Wednesday, July 12, 2017

Marriage in the Mess

C J writes:

|| marriage ||

I’m super guilty of the, “If I could just ____, then I’d be happy” mindset. I hate that I do this, but I do.

If I could just graduate high school and move away, then I’ll be happy.

If I could just finish college and work, then I’ll be happy.

If I could just get more hours at this job so I can have more money, then I’ll be happy.

If I could just find a man, then I’ll be happy.

If I could just be engaged, then I’ll be happy.

If I could just get married, then I’ll be happy.

If I could just be a mom, then I’ll be happy.

The problem is, that’s not happiness, and that is not a way to spend your life. But I’m guilty of this, so, so, so guilty of this. But what happens when you check each of those things off? Then you’ll be happy? No, because the problem is that there’s always more to add. Always. Because if you are not content and joyful and happy where you are with what you have RIGHT NOW, you will never be. And it’s scary, to be in this mindset and knowing that you are setting yourself up to be disappointed and miserable for all of your life if you don’t snap out of it. And trust me, I’m preaching to myself more than anything.

The first 3 months of marriage were so easy, it’s funny. I remember hitting that 3 month mark and suddenly I realized that sometimes, just sometimes, my husband kinda bugged me. A lot. And things that he did bugged me. And things that he said hurt my feelings. Before marriage, I would not have called myself a sensitive person. But just like marriage does, it teaches you things about yourself that you wish weren’t true. I wish I wasn’t moody or irritable. I wish I didn’t care that I had to do the dishes for the millionth time. I wish I could communicate my feelings and thoughts better. I wish I was this, I wish I didn’t do that. It opens your eyes to everything you suck at, and I don’t like to suck at things. I don’t like to be in the wrong, or have to apologize. Am in the only one? No? Okay, good.

··········

### What this task involves
Retype the blog post about marriage above, word for word and in full.

### Material
··········

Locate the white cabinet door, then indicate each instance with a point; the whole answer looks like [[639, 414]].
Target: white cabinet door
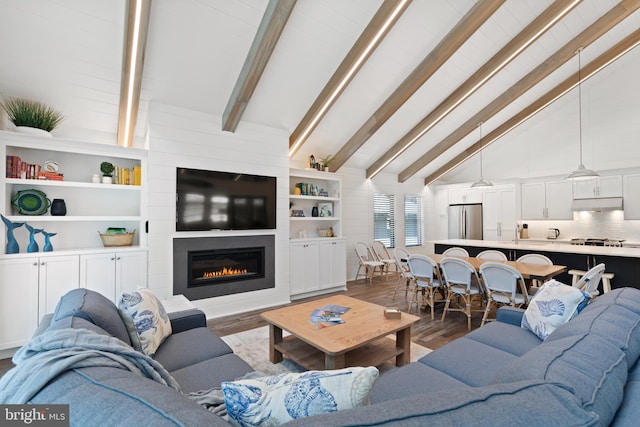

··········

### The response
Wednesday, July 12, 2017

Marriage in the Mess

C J writes:

|| marriage ||

I’m super guilty of the, “If I could just ____, then I’d be happy” mindset. I hate that I do this, but I do.

If I could just graduate high school and move away, then I’ll be happy.

If I could just finish college and work, then I’ll be happy.

If I could just get more hours at this job so I can have more money, then I’ll be happy.

If I could just find a man, then I’ll be happy.

If I could just be engaged, then I’ll be happy.

If I could just get married, then I’ll be happy.

If I could just be a mom, then I’ll be happy.

The problem is, that’s not happiness, and that is not a way to spend your life. But I’m guilty of this, so, so, so guilty of this. But what happens when you check each of those things off? Then you’ll be happy? No, because the problem is that there’s always more to add. Always. Because if you are not content and joyful and happy where you are with what you have RIGHT NOW, you will never be. And it’s scary, to be in this mindset and knowing that you are setting yourself up to be disappointed and miserable for all of your life if you don’t snap out of it. And trust me, I’m preaching to myself more than anything.

The first 3 months of marriage were so easy, it’s funny. I remember hitting that 3 month mark and suddenly I realized that sometimes, just sometimes, my husband kinda bugged me. A lot. And things that he did bugged me. And things that he said hurt my feelings. Before marriage, I would not have called myself a sensitive person. But just like marriage does, it teaches you things about yourself that you wish weren’t true. I wish I wasn’t moody or irritable. I wish I didn’t care that I had to do the dishes for the millionth time. I wish I could communicate my feelings and thoughts better. I wish I was this, I wish I didn’t do that. It opens your eyes to everything you suck at, and I don’t like to suck at things. I don’t like to be in the wrong, or have to apologize. Am in the only one? No? Okay, good.